Text block:

┄┄┄┄┄┄

Wed, 04/25/2007

Roger Ebert, Celebrating his 40th Anniversary as a Film Critic, Returns to Action


The Archive has now posted its interview with Roger Ebert, conducted in 2005 on the set of Ebert & Roeper in Chicago. Click here to access his entire interview.

Roger Ebert, the first person to win the Pulitizer Prize for Film Criticism, is celebrating his 40th anniversary as film critic for the Chicago Sun-Times.

He is making progress on his health and as stated on his website, he expects to attend his Ninth Annual Overlooked Film Festival which runs today through April 29, if only as an audience member ("friends and colleagues will take onstage Q&A duties").

As Ebert writes in a letter on his website rogerebert.com: "I think of the festival as the first step in my return to action.... I plan to gradually increase my duties in the months to come."

┄┄┄┄┄┄

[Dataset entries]
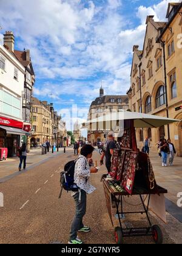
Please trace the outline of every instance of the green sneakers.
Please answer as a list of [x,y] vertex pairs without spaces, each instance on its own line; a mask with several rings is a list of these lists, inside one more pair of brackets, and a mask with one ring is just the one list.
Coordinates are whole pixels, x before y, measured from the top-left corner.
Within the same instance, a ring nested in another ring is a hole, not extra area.
[[90,227],[86,227],[86,226],[84,226],[82,229],[78,230],[78,232],[90,232]]
[[71,240],[69,241],[69,244],[82,244],[83,241],[79,239],[78,237],[74,240]]

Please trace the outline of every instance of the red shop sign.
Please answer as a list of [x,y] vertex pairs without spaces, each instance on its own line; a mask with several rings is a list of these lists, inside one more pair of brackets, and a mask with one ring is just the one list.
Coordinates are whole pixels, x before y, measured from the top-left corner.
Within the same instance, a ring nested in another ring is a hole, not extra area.
[[13,119],[0,116],[0,126],[10,126],[11,127],[22,129],[23,127],[23,123]]

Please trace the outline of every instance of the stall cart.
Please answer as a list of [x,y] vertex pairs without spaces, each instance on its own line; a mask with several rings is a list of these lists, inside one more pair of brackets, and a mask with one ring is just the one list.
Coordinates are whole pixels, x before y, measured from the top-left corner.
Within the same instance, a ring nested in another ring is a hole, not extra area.
[[[105,193],[106,205],[112,223],[112,213],[111,201],[115,201],[116,215],[120,227],[115,229],[115,237],[117,244],[121,244],[124,237],[151,236],[157,244],[163,243],[163,234],[157,225],[152,226],[149,209],[151,197],[154,195],[164,195],[167,191],[157,185],[153,171],[152,163],[147,154],[140,151],[137,148],[136,140],[136,128],[158,127],[180,120],[161,118],[151,115],[130,112],[121,112],[90,120],[84,124],[84,128],[92,130],[92,127],[107,127],[112,122],[116,123],[121,130],[118,143],[118,149],[114,150],[112,158],[111,172],[102,177]],[[112,127],[110,127],[110,130]],[[138,196],[143,210],[141,211],[125,212],[123,210],[124,197],[128,196]],[[144,197],[146,197],[144,199]],[[163,199],[164,212],[166,217],[164,197]],[[147,199],[147,205],[146,199]],[[154,202],[154,204],[155,202]],[[124,229],[121,217],[124,215],[145,214],[149,222],[149,226],[130,227]]]
[[8,149],[7,148],[0,148],[0,161],[5,160],[7,158]]

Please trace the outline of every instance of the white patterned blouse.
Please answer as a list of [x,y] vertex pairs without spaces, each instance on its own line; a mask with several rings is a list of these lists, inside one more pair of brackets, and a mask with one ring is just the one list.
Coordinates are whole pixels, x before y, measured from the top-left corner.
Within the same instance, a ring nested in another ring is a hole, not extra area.
[[86,193],[91,194],[96,188],[89,183],[90,171],[86,157],[80,155],[75,164],[74,180],[77,186]]

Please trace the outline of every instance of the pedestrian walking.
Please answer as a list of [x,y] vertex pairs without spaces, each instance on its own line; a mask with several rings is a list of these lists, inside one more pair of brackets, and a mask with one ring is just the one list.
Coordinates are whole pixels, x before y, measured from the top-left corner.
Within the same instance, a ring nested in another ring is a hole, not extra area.
[[71,227],[69,244],[83,244],[83,241],[77,237],[77,233],[89,232],[91,230],[90,227],[83,224],[83,218],[86,213],[87,194],[95,190],[95,188],[89,183],[89,177],[90,173],[97,172],[98,169],[95,167],[90,169],[88,162],[88,159],[92,158],[94,149],[91,145],[84,145],[75,164],[74,179],[79,191],[72,193],[76,213]]
[[24,169],[26,168],[26,160],[27,160],[27,147],[25,143],[22,143],[22,147],[18,150],[19,157],[19,171],[21,171],[21,166],[24,162]]
[[167,143],[169,149],[169,165],[172,166],[174,163],[174,159],[175,154],[177,154],[174,144],[171,143],[170,139],[167,140]]
[[101,165],[103,165],[103,160],[104,157],[106,157],[106,166],[108,173],[110,172],[111,157],[113,153],[113,149],[115,148],[116,148],[116,146],[114,142],[114,135],[112,132],[110,132],[108,133],[107,141],[104,145],[104,149],[100,160]]
[[[111,171],[111,158],[113,154],[114,149],[116,148],[116,145],[114,141],[114,134],[112,132],[108,133],[107,141],[104,145],[104,150],[101,157],[100,164],[104,163],[104,158],[106,157],[106,166],[109,174]],[[112,205],[113,208],[115,208],[115,201],[113,196],[112,195]]]
[[78,143],[77,142],[75,142],[74,143],[74,147],[73,147],[75,155],[76,155],[76,155],[78,155],[78,148],[79,148],[79,146],[78,146]]
[[49,141],[48,138],[46,139],[46,146],[47,146],[47,152],[49,152],[49,148],[50,147],[50,142]]
[[143,151],[146,154],[149,154],[150,148],[150,141],[149,137],[146,137],[146,140],[143,141]]
[[169,153],[169,148],[166,139],[164,139],[160,146],[162,155],[162,166],[167,166],[167,155]]

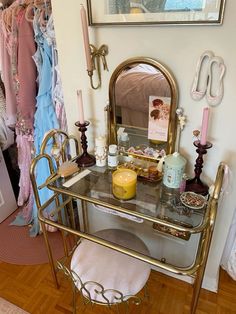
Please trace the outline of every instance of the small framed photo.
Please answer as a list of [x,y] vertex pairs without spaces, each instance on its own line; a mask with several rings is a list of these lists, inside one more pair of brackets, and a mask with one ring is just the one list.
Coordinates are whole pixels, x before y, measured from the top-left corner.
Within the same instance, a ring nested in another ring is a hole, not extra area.
[[87,0],[89,24],[222,24],[226,0]]
[[170,121],[170,97],[149,97],[148,139],[167,142]]

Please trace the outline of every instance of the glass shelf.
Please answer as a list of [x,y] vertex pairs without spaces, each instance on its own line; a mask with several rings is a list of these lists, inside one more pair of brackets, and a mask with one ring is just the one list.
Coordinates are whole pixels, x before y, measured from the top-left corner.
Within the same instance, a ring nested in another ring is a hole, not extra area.
[[183,206],[179,200],[179,192],[166,188],[160,182],[151,183],[138,180],[136,197],[122,201],[116,199],[112,194],[111,170],[96,166],[88,169],[90,173],[70,187],[63,186],[69,179],[62,178],[50,183],[48,187],[57,192],[112,208],[152,223],[165,226],[167,224],[167,227],[169,225],[169,227],[176,227],[179,230],[185,228],[190,233],[195,233],[194,228],[201,227],[204,222],[206,208],[192,210]]

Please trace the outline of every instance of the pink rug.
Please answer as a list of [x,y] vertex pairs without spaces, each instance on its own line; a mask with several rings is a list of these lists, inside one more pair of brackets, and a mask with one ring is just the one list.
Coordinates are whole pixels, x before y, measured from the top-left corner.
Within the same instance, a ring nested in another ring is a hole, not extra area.
[[[0,261],[17,265],[35,265],[48,263],[43,235],[29,236],[29,227],[10,226],[16,213],[0,223]],[[61,258],[63,245],[59,232],[50,232],[49,240],[53,257]],[[0,312],[1,313],[1,312]]]
[[18,306],[0,298],[0,314],[30,314]]

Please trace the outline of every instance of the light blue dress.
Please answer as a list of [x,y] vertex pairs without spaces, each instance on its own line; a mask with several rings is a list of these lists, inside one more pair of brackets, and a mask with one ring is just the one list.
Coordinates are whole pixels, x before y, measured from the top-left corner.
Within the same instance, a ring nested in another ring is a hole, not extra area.
[[[59,123],[56,117],[55,108],[52,100],[52,49],[48,45],[46,37],[43,36],[43,32],[37,24],[34,25],[35,40],[38,44],[38,50],[34,56],[34,60],[37,64],[39,71],[39,90],[37,95],[36,113],[34,120],[34,144],[35,155],[40,153],[40,146],[43,141],[45,133],[51,129],[58,129]],[[51,154],[52,142],[49,142],[46,147],[46,153]],[[48,163],[46,160],[41,160],[38,163],[36,169],[36,181],[37,185],[44,183],[46,178],[50,175]],[[39,190],[39,197],[41,204],[45,203],[53,192],[48,188]],[[51,211],[51,208],[47,208],[45,215]],[[39,222],[37,217],[37,207],[34,203],[32,213],[32,228],[30,230],[30,236],[36,236],[39,232]]]

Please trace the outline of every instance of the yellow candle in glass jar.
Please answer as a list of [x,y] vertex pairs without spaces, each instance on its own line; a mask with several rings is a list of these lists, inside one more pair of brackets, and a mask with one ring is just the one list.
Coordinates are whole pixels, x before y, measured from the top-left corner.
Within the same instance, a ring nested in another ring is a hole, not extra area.
[[137,173],[130,169],[118,169],[112,174],[112,192],[121,200],[128,200],[135,196]]

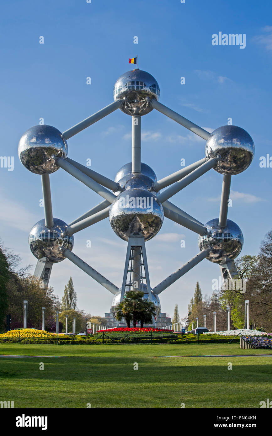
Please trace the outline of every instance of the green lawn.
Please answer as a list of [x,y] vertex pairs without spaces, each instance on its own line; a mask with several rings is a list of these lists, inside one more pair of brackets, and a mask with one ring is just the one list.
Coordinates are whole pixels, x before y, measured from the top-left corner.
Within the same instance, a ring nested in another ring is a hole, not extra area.
[[[238,344],[0,344],[0,354],[79,357],[0,358],[0,400],[14,401],[15,407],[259,408],[272,389],[272,357],[247,356],[271,350]],[[245,356],[177,357],[224,354]]]

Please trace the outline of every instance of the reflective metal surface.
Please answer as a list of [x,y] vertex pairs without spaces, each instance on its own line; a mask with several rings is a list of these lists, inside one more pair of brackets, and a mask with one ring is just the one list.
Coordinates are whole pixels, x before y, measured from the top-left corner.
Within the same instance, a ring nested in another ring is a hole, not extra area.
[[25,167],[35,174],[50,174],[58,169],[51,156],[66,157],[68,146],[61,132],[51,126],[34,126],[19,142],[18,154]]
[[121,110],[128,115],[145,115],[152,110],[150,100],[159,100],[160,88],[151,74],[142,70],[127,71],[116,81],[113,88],[115,100],[123,101]]
[[[141,174],[151,179],[153,182],[157,181],[156,174],[152,169],[146,164],[143,164],[143,162],[141,163]],[[125,176],[130,176],[131,174],[132,174],[132,164],[131,162],[129,162],[128,164],[126,164],[120,168],[116,175],[114,181],[121,184],[120,182],[124,177]],[[127,180],[129,180],[129,178]]]
[[67,225],[61,219],[54,218],[54,225],[48,228],[44,219],[38,221],[31,229],[28,236],[28,244],[33,254],[41,260],[56,263],[65,257],[62,248],[71,250],[74,237],[62,234]]
[[223,126],[211,134],[205,149],[206,157],[221,156],[214,169],[234,175],[246,170],[252,161],[254,143],[250,135],[237,126]]
[[[147,292],[147,288],[146,285],[144,283],[141,283],[140,284],[140,290],[145,293],[144,295],[143,296],[143,298],[146,300],[149,299],[148,293]],[[115,307],[119,304],[120,303],[120,300],[121,299],[121,293],[122,288],[120,289],[119,292],[118,292],[117,294],[116,294],[112,301],[112,310],[113,313],[113,316],[115,317]],[[155,316],[155,319],[157,318],[157,317],[160,315],[160,299],[157,295],[156,295],[152,290],[151,290],[151,293],[152,294],[152,303],[154,303],[156,307],[156,315]]]
[[127,189],[112,203],[109,221],[116,234],[124,239],[139,235],[148,241],[156,235],[163,221],[162,206],[149,191]]
[[227,220],[224,228],[218,227],[219,218],[211,220],[204,225],[211,235],[200,236],[198,245],[201,251],[211,249],[206,259],[215,263],[226,263],[233,260],[242,249],[244,237],[240,227],[230,219]]

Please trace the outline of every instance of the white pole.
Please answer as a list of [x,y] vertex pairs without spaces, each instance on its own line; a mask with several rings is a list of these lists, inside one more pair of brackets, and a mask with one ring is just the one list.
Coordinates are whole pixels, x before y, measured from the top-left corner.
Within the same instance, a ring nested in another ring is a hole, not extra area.
[[231,330],[231,308],[228,306],[227,307],[227,330]]
[[24,300],[24,328],[27,328],[27,300]]
[[249,329],[249,300],[246,300],[245,302],[245,321],[246,327],[248,330]]
[[58,312],[56,312],[56,333],[58,332]]
[[45,308],[42,307],[41,330],[45,330]]
[[216,312],[214,312],[214,331],[216,331]]

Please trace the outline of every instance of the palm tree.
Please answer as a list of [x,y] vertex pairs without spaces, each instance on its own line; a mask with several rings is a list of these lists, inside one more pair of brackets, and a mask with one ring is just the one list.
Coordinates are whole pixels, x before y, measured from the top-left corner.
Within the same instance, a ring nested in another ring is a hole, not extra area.
[[117,321],[121,321],[122,318],[125,318],[126,323],[126,326],[129,328],[130,327],[130,321],[132,319],[132,315],[130,311],[128,310],[127,305],[124,300],[119,303],[115,307],[115,317]]

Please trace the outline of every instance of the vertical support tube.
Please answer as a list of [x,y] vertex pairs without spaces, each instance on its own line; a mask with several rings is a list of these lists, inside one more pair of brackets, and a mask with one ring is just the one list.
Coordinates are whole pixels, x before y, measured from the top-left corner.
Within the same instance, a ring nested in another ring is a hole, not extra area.
[[231,330],[231,308],[228,306],[227,307],[227,330]]
[[24,300],[24,328],[27,328],[27,300]]
[[47,227],[53,227],[53,212],[52,211],[52,201],[51,200],[51,191],[50,190],[50,180],[49,174],[42,174],[41,187],[44,198],[44,208],[45,225]]
[[228,201],[231,190],[231,176],[229,174],[225,174],[223,178],[222,185],[222,194],[221,194],[221,203],[218,226],[223,228],[227,225],[228,217]]
[[132,116],[132,172],[141,172],[141,116]]
[[45,307],[42,307],[41,330],[45,330]]
[[249,300],[245,302],[245,328],[249,329]]

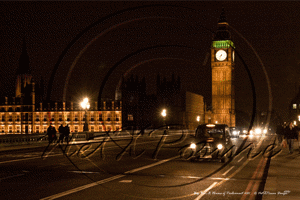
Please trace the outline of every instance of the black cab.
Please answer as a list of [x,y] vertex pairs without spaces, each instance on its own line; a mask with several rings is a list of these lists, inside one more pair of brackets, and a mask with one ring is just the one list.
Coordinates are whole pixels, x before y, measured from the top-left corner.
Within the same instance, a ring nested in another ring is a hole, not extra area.
[[233,154],[233,145],[228,125],[226,124],[201,124],[195,131],[195,137],[190,144],[190,149],[195,152],[195,159],[219,159],[222,162]]

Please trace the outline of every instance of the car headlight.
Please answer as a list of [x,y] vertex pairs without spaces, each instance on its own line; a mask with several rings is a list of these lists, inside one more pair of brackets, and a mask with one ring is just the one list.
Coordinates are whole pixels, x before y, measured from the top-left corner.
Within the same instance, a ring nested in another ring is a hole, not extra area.
[[191,149],[196,149],[196,144],[195,144],[195,143],[192,143],[192,144],[190,145],[190,148],[191,148]]
[[221,150],[223,148],[223,145],[222,144],[218,144],[217,147],[218,147],[219,150]]

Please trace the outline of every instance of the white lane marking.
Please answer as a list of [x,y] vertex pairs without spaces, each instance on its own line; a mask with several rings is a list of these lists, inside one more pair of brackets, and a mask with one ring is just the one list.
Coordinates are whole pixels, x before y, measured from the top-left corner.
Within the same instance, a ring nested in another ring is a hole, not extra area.
[[132,182],[132,180],[121,180],[121,181],[119,181],[120,183],[131,183]]
[[230,169],[228,169],[226,172],[224,172],[222,175],[225,176],[228,172],[230,172],[230,170],[232,170],[234,168],[234,166],[230,167]]
[[[145,143],[155,143],[157,141],[150,141],[150,142],[141,142],[141,143],[137,143],[137,144],[145,144]],[[90,144],[93,144],[93,143],[90,143]],[[117,148],[118,146],[109,146],[109,147],[105,147],[107,149],[110,149],[110,148]],[[93,150],[91,150],[93,151]],[[52,152],[53,153],[53,152]],[[60,156],[60,155],[63,155],[61,153],[59,154],[54,154],[54,155],[47,155],[47,156],[44,156],[43,159],[47,158],[47,157],[52,157],[52,156]],[[68,156],[68,155],[67,155]],[[32,159],[37,159],[37,158],[41,158],[41,156],[39,157],[31,157],[31,158],[22,158],[22,159],[16,159],[16,160],[7,160],[7,161],[2,161],[0,162],[0,164],[4,164],[4,163],[10,163],[10,162],[18,162],[18,161],[24,161],[24,160],[32,160]]]
[[[57,155],[60,155],[60,154],[50,155],[48,157],[57,156]],[[32,158],[22,158],[22,159],[17,159],[17,160],[7,160],[7,161],[0,162],[0,164],[10,163],[10,162],[18,162],[18,161],[23,161],[23,160],[32,160],[32,159],[37,159],[37,158],[41,158],[41,156],[39,156],[39,157],[32,157]]]
[[99,174],[100,172],[88,172],[88,171],[69,171],[78,174]]
[[158,161],[156,163],[152,163],[150,165],[146,165],[146,166],[143,166],[143,167],[140,167],[140,168],[137,168],[137,169],[133,169],[133,170],[130,170],[130,171],[127,171],[125,172],[124,174],[132,174],[134,172],[137,172],[137,171],[141,171],[141,170],[144,170],[144,169],[147,169],[147,168],[150,168],[150,167],[154,167],[156,165],[160,165],[162,163],[165,163],[165,162],[168,162],[170,160],[174,160],[176,158],[179,158],[179,156],[175,156],[175,157],[172,157],[172,158],[169,158],[169,159],[165,159],[165,160],[161,160],[161,161]]
[[[169,158],[169,159],[161,160],[161,161],[158,161],[156,163],[153,163],[153,164],[150,164],[150,165],[146,165],[144,167],[140,167],[140,168],[137,168],[137,169],[133,169],[133,170],[127,171],[127,172],[125,172],[125,174],[134,173],[134,172],[141,171],[141,170],[144,170],[144,169],[147,169],[147,168],[150,168],[150,167],[154,167],[156,165],[160,165],[162,163],[168,162],[168,161],[176,159],[176,158],[179,158],[179,156],[175,156],[175,157],[172,157],[172,158]],[[54,194],[52,196],[45,197],[45,198],[42,198],[40,200],[57,199],[57,198],[60,198],[60,197],[63,197],[63,196],[66,196],[66,195],[69,195],[69,194],[81,191],[81,190],[88,189],[90,187],[94,187],[94,186],[97,186],[97,185],[100,185],[100,184],[103,184],[103,183],[107,183],[109,181],[113,181],[113,180],[122,178],[122,177],[126,176],[125,174],[119,174],[119,175],[116,175],[116,176],[112,176],[110,178],[103,179],[101,181],[97,181],[97,182],[90,183],[90,184],[87,184],[87,185],[83,185],[83,186],[80,186],[80,187],[77,187],[77,188],[74,188],[74,189],[71,189],[71,190],[67,190],[65,192]]]
[[0,181],[4,180],[4,179],[9,179],[9,178],[14,178],[14,177],[18,177],[18,176],[23,176],[25,174],[16,174],[16,175],[12,175],[12,176],[8,176],[8,177],[5,177],[5,178],[0,178]]
[[211,184],[208,188],[206,188],[204,191],[200,191],[200,195],[195,199],[195,200],[199,200],[201,199],[210,189],[212,189],[213,187],[215,187],[215,185],[217,184],[218,182],[214,182],[213,184]]
[[83,186],[80,186],[80,187],[77,187],[77,188],[74,188],[74,189],[71,189],[71,190],[68,190],[68,191],[65,191],[65,192],[61,192],[61,193],[58,193],[58,194],[55,194],[55,195],[52,195],[52,196],[49,196],[49,197],[45,197],[41,200],[57,199],[57,198],[66,196],[68,194],[72,194],[72,193],[75,193],[75,192],[78,192],[78,191],[81,191],[81,190],[85,190],[85,189],[90,188],[90,187],[94,187],[94,186],[97,186],[97,185],[100,185],[100,184],[103,184],[103,183],[107,183],[109,181],[113,181],[113,180],[118,179],[118,178],[122,178],[124,176],[125,175],[123,175],[123,174],[119,174],[119,175],[116,175],[116,176],[113,176],[113,177],[109,177],[107,179],[103,179],[101,181],[97,181],[97,182],[90,183],[90,184],[87,184],[87,185],[83,185]]
[[244,157],[241,157],[241,159],[238,160],[238,162],[241,162],[244,159]]

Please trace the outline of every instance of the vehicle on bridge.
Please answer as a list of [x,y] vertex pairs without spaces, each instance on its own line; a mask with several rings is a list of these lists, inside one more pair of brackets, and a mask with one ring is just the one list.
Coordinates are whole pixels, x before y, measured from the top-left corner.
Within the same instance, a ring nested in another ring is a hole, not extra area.
[[201,124],[189,146],[190,160],[212,159],[225,162],[233,154],[230,128],[226,124]]

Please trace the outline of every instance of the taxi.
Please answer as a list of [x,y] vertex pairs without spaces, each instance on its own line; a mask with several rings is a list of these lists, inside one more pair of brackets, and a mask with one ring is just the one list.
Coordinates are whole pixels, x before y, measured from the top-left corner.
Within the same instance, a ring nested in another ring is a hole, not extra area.
[[201,124],[195,131],[189,148],[193,151],[192,161],[218,159],[225,162],[233,154],[230,128],[226,124]]

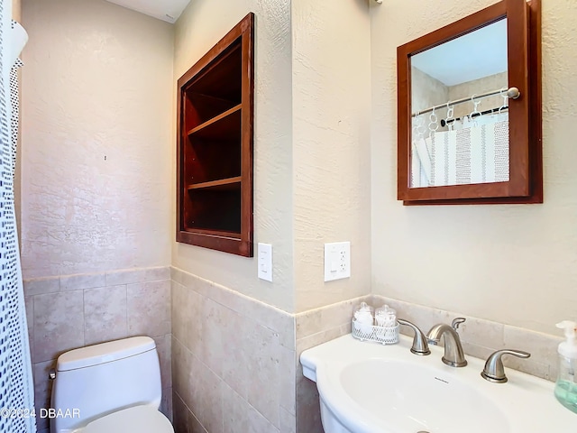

┄┄┄┄┄┄

What is being asked: List every date or year that appears in the Roger Ebert news item.

Result:
- Wed, 04/25/2007
- 2005
- April 29